Once you find the line containing "Q: Provide one point on every instance of the water", please retype it and every line after it to the end of the entries, exactly and with nothing added.

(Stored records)
========
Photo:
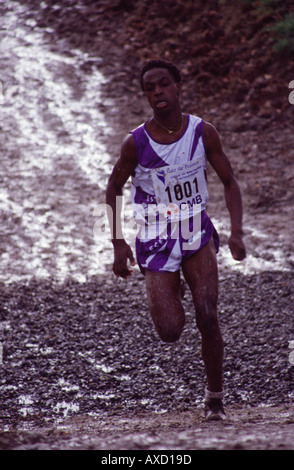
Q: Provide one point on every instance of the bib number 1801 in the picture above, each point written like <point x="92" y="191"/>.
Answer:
<point x="182" y="191"/>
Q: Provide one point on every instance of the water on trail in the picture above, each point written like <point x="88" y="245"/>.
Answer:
<point x="56" y="163"/>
========
- [Reply to the task]
Q: Provide one point on every instance of the water on trail in the picture above, each point written like <point x="88" y="245"/>.
Answer:
<point x="56" y="163"/>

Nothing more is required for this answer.